----- Provided data -----
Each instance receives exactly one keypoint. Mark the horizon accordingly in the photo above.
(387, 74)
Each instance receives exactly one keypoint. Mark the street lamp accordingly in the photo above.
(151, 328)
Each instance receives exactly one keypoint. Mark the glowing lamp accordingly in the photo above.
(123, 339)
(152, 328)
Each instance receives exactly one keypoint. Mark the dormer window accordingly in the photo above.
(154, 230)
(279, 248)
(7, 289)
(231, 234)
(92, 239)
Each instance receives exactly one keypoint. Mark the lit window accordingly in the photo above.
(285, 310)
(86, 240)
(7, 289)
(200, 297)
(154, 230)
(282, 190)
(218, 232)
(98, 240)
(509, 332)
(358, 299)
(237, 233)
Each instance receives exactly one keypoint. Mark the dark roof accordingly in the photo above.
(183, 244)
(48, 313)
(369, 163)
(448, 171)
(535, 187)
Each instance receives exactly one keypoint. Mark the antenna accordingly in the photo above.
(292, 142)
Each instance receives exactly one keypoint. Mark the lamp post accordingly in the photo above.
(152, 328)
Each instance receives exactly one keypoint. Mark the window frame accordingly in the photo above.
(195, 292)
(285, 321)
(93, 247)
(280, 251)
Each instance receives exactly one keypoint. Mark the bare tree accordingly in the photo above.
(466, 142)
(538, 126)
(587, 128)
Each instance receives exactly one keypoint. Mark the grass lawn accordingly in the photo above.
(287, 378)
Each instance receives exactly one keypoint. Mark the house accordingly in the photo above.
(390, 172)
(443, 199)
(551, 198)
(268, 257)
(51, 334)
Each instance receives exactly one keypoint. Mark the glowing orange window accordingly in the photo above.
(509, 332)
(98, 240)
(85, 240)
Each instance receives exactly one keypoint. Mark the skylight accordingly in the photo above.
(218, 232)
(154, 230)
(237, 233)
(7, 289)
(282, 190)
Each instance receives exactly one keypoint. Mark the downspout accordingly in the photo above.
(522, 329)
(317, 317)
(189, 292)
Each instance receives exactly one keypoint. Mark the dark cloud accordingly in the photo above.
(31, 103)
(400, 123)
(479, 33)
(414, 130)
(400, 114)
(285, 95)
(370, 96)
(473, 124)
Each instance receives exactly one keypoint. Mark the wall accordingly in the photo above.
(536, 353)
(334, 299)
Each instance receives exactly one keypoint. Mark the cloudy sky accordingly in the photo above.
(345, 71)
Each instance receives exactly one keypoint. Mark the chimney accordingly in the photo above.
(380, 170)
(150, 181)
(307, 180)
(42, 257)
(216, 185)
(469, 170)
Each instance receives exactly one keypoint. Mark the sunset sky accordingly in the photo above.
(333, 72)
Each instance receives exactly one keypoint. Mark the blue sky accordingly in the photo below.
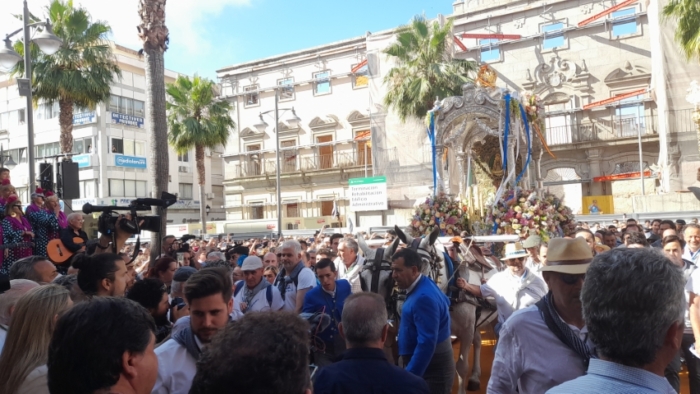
(206, 35)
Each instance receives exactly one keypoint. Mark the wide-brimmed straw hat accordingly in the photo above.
(514, 251)
(568, 256)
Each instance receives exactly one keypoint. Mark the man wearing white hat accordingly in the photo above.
(515, 288)
(547, 344)
(253, 293)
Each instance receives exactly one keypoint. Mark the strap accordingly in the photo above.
(269, 295)
(376, 269)
(239, 286)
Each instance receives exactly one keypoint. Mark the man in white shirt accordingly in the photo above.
(254, 293)
(530, 356)
(691, 236)
(349, 264)
(294, 279)
(208, 294)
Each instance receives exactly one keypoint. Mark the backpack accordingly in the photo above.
(268, 295)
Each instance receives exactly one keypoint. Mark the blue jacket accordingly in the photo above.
(317, 300)
(367, 371)
(425, 322)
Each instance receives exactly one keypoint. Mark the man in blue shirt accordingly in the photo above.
(424, 332)
(328, 298)
(364, 367)
(633, 303)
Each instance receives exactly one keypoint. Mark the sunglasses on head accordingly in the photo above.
(571, 279)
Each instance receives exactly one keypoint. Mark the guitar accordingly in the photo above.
(57, 251)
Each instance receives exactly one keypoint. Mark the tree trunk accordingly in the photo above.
(154, 35)
(65, 120)
(201, 173)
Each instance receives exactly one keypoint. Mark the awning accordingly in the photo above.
(622, 177)
(617, 98)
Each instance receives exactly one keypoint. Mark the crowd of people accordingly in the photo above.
(612, 309)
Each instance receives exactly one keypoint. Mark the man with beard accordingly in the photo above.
(152, 294)
(208, 294)
(547, 344)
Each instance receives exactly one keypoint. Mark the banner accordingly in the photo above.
(368, 194)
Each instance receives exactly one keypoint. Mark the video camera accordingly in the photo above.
(107, 222)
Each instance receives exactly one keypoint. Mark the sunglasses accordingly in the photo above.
(571, 279)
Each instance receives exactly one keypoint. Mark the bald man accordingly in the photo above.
(74, 230)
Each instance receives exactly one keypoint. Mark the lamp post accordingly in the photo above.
(293, 121)
(49, 44)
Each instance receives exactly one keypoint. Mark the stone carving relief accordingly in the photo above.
(558, 73)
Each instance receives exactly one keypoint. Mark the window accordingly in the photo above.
(251, 98)
(558, 125)
(326, 208)
(629, 117)
(46, 150)
(322, 82)
(624, 22)
(185, 191)
(292, 210)
(491, 52)
(553, 36)
(87, 189)
(257, 211)
(82, 145)
(127, 188)
(360, 77)
(126, 106)
(128, 147)
(286, 93)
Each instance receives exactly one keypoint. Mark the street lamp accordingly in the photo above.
(49, 44)
(293, 121)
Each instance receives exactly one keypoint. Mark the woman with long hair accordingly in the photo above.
(164, 269)
(23, 361)
(15, 229)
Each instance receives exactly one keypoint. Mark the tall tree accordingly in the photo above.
(687, 12)
(197, 120)
(424, 68)
(154, 35)
(78, 75)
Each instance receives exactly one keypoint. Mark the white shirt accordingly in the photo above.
(176, 368)
(306, 280)
(353, 274)
(513, 293)
(259, 302)
(529, 356)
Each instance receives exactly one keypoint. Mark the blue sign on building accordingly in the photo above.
(82, 160)
(84, 118)
(129, 161)
(129, 120)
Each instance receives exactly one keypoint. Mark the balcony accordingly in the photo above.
(602, 130)
(291, 162)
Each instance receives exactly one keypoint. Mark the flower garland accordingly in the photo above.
(442, 211)
(527, 213)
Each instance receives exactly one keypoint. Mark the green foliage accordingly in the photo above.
(195, 117)
(687, 12)
(82, 70)
(424, 68)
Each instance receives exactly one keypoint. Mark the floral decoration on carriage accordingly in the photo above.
(527, 212)
(448, 214)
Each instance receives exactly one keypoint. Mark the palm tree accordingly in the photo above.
(687, 12)
(197, 120)
(424, 69)
(78, 75)
(154, 35)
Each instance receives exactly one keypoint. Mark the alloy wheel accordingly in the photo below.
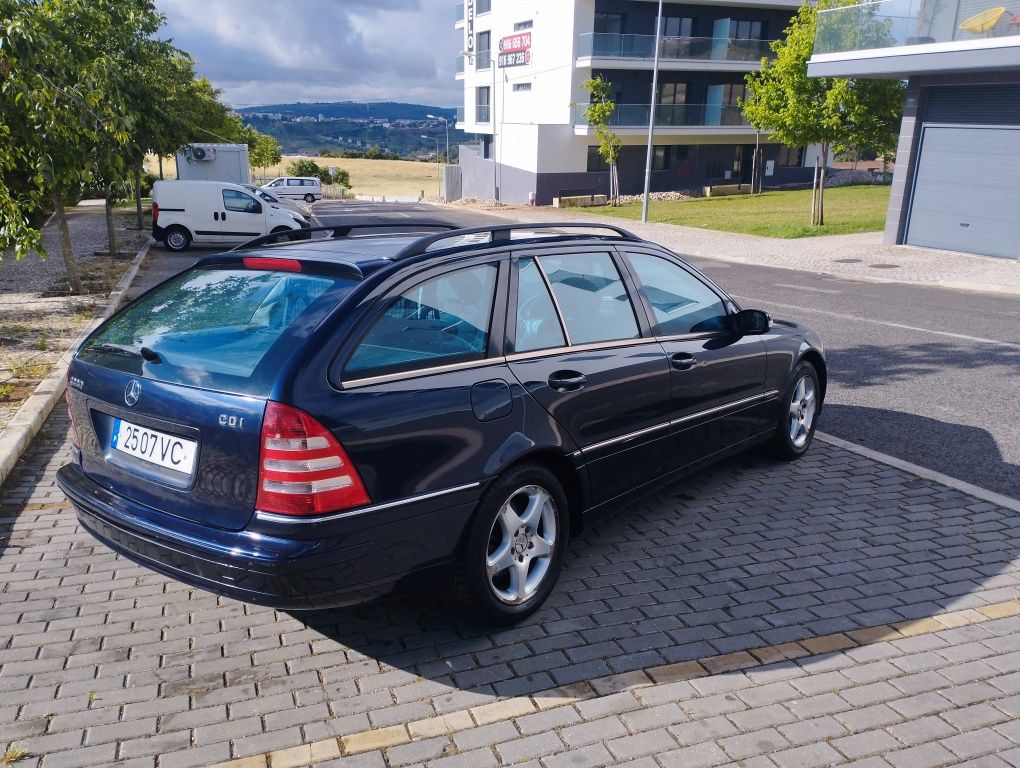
(803, 406)
(521, 545)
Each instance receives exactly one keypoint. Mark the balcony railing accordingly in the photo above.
(676, 49)
(671, 115)
(893, 23)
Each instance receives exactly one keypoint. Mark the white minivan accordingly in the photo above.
(217, 212)
(308, 189)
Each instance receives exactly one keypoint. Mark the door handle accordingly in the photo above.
(567, 380)
(682, 360)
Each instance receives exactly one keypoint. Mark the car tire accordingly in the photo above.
(799, 411)
(176, 239)
(523, 510)
(281, 235)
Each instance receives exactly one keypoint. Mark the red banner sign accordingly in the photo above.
(515, 50)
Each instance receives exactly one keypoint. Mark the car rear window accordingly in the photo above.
(224, 329)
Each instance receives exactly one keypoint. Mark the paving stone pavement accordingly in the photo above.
(105, 663)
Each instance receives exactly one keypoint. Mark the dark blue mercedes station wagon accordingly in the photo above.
(304, 425)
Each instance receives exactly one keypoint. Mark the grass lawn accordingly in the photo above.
(404, 177)
(772, 214)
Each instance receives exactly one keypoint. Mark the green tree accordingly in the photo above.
(599, 114)
(838, 113)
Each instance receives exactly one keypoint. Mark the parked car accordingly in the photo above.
(307, 425)
(295, 206)
(308, 189)
(214, 213)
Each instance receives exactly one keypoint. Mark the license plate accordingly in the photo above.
(154, 447)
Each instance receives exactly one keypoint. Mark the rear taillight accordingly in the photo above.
(303, 470)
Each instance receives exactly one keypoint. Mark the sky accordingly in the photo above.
(278, 51)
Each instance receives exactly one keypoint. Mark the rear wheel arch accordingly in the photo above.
(568, 475)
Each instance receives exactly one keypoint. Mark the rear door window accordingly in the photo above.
(224, 329)
(591, 297)
(680, 302)
(443, 320)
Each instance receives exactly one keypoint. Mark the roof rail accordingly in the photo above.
(501, 233)
(344, 231)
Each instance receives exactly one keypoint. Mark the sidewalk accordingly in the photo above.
(852, 256)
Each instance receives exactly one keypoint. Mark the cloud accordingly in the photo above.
(269, 51)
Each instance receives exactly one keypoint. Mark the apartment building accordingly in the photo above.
(958, 160)
(523, 64)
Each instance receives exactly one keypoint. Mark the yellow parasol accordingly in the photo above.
(983, 21)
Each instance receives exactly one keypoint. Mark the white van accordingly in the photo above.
(308, 189)
(217, 212)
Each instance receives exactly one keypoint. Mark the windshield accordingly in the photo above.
(225, 329)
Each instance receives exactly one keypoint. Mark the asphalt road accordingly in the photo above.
(926, 374)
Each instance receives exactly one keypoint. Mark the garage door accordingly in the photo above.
(967, 191)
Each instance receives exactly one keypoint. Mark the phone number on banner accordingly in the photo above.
(517, 58)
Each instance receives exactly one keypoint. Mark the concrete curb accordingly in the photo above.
(929, 474)
(30, 417)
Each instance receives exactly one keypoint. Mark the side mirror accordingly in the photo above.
(753, 322)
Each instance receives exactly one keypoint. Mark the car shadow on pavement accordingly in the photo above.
(748, 554)
(967, 453)
(17, 507)
(869, 365)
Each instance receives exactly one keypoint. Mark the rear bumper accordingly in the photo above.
(285, 573)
-----
## Exercise prompt
Update the entries starting with the line containing "Each instance receives exactly one keypoint. Mark the concrete" and going on through the end of the entries, replacing "keypoint" with "marker" and leaving everything else unchanged.

## Worked solution
Each instance receives exactly one marker. Mark the concrete curb accordingly in the photo above.
(929, 474)
(30, 417)
Each instance receives exactly one marker. Mark the side mirror accordingly in the photo above.
(753, 322)
Each instance receives exactly one marker. Mark the car shadow on pavement accordingly in the photo above.
(748, 554)
(967, 453)
(17, 507)
(869, 365)
Each instance receives exactly one marker. Mark the rear bumper accordingly in the photo above.
(285, 573)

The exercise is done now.